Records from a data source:
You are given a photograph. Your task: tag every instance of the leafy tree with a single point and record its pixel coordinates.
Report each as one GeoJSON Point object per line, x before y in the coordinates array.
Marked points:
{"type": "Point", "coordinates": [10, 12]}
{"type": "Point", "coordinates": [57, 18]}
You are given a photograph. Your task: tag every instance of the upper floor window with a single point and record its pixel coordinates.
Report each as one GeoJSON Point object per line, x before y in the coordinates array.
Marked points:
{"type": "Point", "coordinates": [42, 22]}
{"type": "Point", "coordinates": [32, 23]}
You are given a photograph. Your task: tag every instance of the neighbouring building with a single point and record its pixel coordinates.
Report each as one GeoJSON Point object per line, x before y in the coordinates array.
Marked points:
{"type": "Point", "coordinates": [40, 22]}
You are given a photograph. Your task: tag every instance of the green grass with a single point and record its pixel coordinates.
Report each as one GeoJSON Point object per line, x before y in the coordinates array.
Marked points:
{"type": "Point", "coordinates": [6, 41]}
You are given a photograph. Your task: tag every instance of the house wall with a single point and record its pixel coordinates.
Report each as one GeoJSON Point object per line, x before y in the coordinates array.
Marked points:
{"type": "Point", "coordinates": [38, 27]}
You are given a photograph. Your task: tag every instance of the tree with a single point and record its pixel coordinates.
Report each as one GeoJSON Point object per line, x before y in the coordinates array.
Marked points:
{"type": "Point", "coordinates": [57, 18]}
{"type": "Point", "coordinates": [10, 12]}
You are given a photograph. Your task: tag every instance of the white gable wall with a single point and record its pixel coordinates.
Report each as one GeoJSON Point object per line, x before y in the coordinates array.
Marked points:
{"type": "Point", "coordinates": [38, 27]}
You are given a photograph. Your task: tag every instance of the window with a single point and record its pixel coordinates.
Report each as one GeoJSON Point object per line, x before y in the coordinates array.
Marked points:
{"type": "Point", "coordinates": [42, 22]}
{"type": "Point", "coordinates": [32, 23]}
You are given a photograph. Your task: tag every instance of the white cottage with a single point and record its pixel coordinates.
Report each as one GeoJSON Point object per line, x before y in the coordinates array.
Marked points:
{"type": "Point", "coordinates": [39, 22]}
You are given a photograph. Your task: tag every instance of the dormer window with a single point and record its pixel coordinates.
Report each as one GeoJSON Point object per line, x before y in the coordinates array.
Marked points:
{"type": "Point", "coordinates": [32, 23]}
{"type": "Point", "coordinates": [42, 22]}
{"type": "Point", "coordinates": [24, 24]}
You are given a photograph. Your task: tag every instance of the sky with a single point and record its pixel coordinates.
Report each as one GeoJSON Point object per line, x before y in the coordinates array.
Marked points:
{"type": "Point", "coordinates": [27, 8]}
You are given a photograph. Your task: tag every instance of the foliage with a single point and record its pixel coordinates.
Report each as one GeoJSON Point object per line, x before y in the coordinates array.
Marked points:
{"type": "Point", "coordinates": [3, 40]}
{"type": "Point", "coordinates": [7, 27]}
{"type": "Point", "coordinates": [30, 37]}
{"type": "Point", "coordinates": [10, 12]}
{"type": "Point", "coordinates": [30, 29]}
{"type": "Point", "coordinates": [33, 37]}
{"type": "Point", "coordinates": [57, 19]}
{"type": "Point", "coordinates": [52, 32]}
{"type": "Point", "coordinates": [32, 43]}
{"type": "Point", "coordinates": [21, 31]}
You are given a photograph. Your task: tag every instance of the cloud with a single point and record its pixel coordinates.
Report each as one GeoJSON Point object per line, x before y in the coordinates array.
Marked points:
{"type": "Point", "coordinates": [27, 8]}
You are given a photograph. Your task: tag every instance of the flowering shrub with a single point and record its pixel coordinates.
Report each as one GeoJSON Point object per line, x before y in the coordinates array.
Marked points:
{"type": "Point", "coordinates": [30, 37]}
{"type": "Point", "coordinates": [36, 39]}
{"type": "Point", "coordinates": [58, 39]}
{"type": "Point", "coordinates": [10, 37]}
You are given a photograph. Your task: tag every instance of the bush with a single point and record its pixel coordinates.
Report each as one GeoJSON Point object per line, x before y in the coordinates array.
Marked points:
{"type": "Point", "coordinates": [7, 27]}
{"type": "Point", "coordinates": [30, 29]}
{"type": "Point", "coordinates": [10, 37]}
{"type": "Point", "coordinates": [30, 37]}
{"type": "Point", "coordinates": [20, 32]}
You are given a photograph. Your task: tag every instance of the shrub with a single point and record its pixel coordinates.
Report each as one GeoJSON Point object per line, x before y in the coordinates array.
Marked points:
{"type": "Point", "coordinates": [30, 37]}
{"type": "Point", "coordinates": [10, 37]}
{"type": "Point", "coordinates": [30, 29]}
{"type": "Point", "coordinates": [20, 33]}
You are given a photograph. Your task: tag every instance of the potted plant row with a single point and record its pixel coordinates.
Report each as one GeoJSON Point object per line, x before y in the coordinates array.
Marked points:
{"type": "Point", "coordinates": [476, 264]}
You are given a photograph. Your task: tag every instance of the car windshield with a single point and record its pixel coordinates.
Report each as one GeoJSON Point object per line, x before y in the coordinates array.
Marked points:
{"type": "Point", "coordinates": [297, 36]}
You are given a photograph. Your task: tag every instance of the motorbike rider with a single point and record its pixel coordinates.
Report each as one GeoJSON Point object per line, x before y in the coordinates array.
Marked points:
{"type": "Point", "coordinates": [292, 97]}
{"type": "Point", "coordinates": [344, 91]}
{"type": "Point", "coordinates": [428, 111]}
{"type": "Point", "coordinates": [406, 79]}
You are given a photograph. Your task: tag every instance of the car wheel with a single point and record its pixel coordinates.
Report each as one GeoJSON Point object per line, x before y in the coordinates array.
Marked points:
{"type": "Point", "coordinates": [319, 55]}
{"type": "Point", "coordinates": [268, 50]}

Task description: Your answer must be an exact transcription of all the data above.

Expected answer:
You are given a photograph. Your task: tag every instance of the leafy tree with a single point and record its pixel coordinates.
Report each as one GeoJSON Point object per line, x before y in the coordinates array.
Marked points:
{"type": "Point", "coordinates": [10, 12]}
{"type": "Point", "coordinates": [57, 18]}
You are given a photograph. Your task: tag every instance of the upper floor window with a single point and record its pixel coordinates.
Report each as one GeoJSON Point object per line, x before y in the coordinates array.
Marked points:
{"type": "Point", "coordinates": [42, 22]}
{"type": "Point", "coordinates": [32, 23]}
You are given a photograph. Your task: tag every instance of the neighbouring building with a single point and record its pixel coordinates.
Report each as one GeoJSON Point object per line, x before y in the coordinates array.
Marked points:
{"type": "Point", "coordinates": [40, 22]}
You are given a photograph. Your task: tag every instance of the green grass with a single point and record its pixel coordinates.
Report each as one GeoJSON Point object per line, x before y in the coordinates array.
Marked points:
{"type": "Point", "coordinates": [6, 41]}
You are given a photograph. Your task: tag every instance of the house wall with a single point and record its pixel coordinates.
Report each as one GeoJSON Point object per line, x before y in the coordinates array.
Marked points:
{"type": "Point", "coordinates": [38, 27]}
You are given a photograph. Your task: tag every instance of the tree with a single point and record its pixel coordinates.
Report each as one GeoJSON Point object per line, x before y in the coordinates array.
Marked points:
{"type": "Point", "coordinates": [57, 18]}
{"type": "Point", "coordinates": [10, 12]}
You are given a photograph. Your task: tag every instance of the white gable wall with a single point and record its pixel coordinates.
Report each as one GeoJSON Point object per line, x before y in the coordinates array.
Marked points:
{"type": "Point", "coordinates": [38, 27]}
You are given a photograph. Your task: tag every instance of the window with a single point and record its pixel coordinates.
Report each as one GeoJSON Point object per line, x before y in the coordinates array.
Marked points:
{"type": "Point", "coordinates": [42, 22]}
{"type": "Point", "coordinates": [32, 23]}
You are given a photograph. Your task: tag every instance of the white cottage with a single point and record its pixel coordinates.
Report each as one GeoJSON Point object per line, x before y in the coordinates array.
Marked points:
{"type": "Point", "coordinates": [39, 22]}
You are given a photograph. Your task: tag every instance of the dormer window with a single point and record its pixel coordinates.
Report each as one GeoJSON Point object per line, x before y in the coordinates array.
Marked points:
{"type": "Point", "coordinates": [32, 23]}
{"type": "Point", "coordinates": [42, 22]}
{"type": "Point", "coordinates": [24, 24]}
You are given a photograph. Your task: tag every instance of the sky with a single point and record its pixel coordinates.
Report each as one GeoJSON Point object per line, x before y in the coordinates array.
Marked points:
{"type": "Point", "coordinates": [27, 8]}
You are given a photograph. Your task: tag every instance of the foliage with a single point and record its pixel coordinates.
Report each as one GeoJSON Point object per line, x before y in the coordinates array.
Marked points:
{"type": "Point", "coordinates": [3, 40]}
{"type": "Point", "coordinates": [7, 27]}
{"type": "Point", "coordinates": [30, 37]}
{"type": "Point", "coordinates": [10, 12]}
{"type": "Point", "coordinates": [30, 29]}
{"type": "Point", "coordinates": [33, 37]}
{"type": "Point", "coordinates": [57, 19]}
{"type": "Point", "coordinates": [52, 32]}
{"type": "Point", "coordinates": [32, 43]}
{"type": "Point", "coordinates": [21, 31]}
You are given a photograph. Your task: tag every instance of the cloud with a single point and record its pixel coordinates.
Report each as one GeoJSON Point object per line, x before y in the coordinates array.
Marked points:
{"type": "Point", "coordinates": [27, 8]}
You are given a photograph. Your task: tag every instance of the flowering shrub with a single point and record its pixel coordinates.
Report each as one GeoJSON Point object per line, x before y in the coordinates array.
Marked points:
{"type": "Point", "coordinates": [30, 37]}
{"type": "Point", "coordinates": [36, 39]}
{"type": "Point", "coordinates": [58, 39]}
{"type": "Point", "coordinates": [10, 37]}
You are given a photograph. Your task: tag every instance of the bush with a single point and record its pixel coordinates.
Report each as one GeoJSON Point object per line, x before y in the coordinates array.
Marked points:
{"type": "Point", "coordinates": [7, 27]}
{"type": "Point", "coordinates": [30, 29]}
{"type": "Point", "coordinates": [10, 37]}
{"type": "Point", "coordinates": [30, 37]}
{"type": "Point", "coordinates": [20, 32]}
You are given a photograph. Your task: tag every instance of the shrub with a single point and record its pixel coordinates.
Report each as one GeoJSON Point object per line, x before y in the coordinates array.
Marked points:
{"type": "Point", "coordinates": [30, 37]}
{"type": "Point", "coordinates": [10, 37]}
{"type": "Point", "coordinates": [30, 29]}
{"type": "Point", "coordinates": [20, 33]}
You are given a photograph. Your task: tag every instance of the potted plant row with a single point and record its pixel coordinates.
Report each as one GeoJSON Point object per line, x before y in the coordinates array.
Marked points:
{"type": "Point", "coordinates": [476, 264]}
You are given a photograph. Your task: tag every instance of the car windshield with a single point and record its pixel coordinates.
Report each as one GeoJSON Point object per line, x before y in the coordinates array.
Marked points:
{"type": "Point", "coordinates": [297, 36]}
You are given a photograph. Your task: tag every instance of the motorbike rider with a single point and record its pixel coordinates.
Report each as one GeoJSON Point object per line, x before y in the coordinates array.
Marked points:
{"type": "Point", "coordinates": [292, 97]}
{"type": "Point", "coordinates": [344, 91]}
{"type": "Point", "coordinates": [428, 111]}
{"type": "Point", "coordinates": [406, 79]}
You are given a photograph. Your task: tag every instance of the car wheel with a single point and record its pixel coordinates.
Report each as one GeoJSON Point object per line, x before y in the coordinates array.
Marked points:
{"type": "Point", "coordinates": [319, 55]}
{"type": "Point", "coordinates": [268, 50]}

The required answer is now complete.